Action item — In the listing below, locate the line containing "Each instance receives one keypoint. Annotate the green"; reproduce that line and all lines that follow it, unchanged.

Exercise materials —
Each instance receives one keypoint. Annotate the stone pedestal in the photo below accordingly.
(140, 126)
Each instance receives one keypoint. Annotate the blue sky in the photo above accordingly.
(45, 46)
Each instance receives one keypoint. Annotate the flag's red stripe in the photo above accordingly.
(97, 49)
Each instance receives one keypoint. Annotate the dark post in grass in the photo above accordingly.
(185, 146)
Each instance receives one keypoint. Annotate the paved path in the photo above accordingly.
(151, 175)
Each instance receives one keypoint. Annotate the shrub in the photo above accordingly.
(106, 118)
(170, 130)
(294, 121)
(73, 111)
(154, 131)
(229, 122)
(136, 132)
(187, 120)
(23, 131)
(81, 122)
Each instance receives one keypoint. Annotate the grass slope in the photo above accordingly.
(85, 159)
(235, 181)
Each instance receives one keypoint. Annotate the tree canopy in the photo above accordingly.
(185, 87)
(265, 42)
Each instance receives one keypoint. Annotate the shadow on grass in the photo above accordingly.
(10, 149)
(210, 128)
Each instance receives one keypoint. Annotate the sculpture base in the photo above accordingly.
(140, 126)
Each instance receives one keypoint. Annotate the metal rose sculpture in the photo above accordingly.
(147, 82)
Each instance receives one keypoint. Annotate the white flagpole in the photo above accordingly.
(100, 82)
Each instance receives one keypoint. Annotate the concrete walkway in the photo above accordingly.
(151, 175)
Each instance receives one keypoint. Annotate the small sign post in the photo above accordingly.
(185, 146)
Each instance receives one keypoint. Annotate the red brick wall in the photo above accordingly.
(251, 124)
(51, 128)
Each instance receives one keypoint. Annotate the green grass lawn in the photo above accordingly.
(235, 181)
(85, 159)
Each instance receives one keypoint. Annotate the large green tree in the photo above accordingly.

Response to the exercise —
Each instance receives one keypoint. Annotate the green grass lawn in the photo above accordingly.
(235, 181)
(85, 159)
Each instance receives one keypoint. Annotate the large green tree in the photo above accordingly.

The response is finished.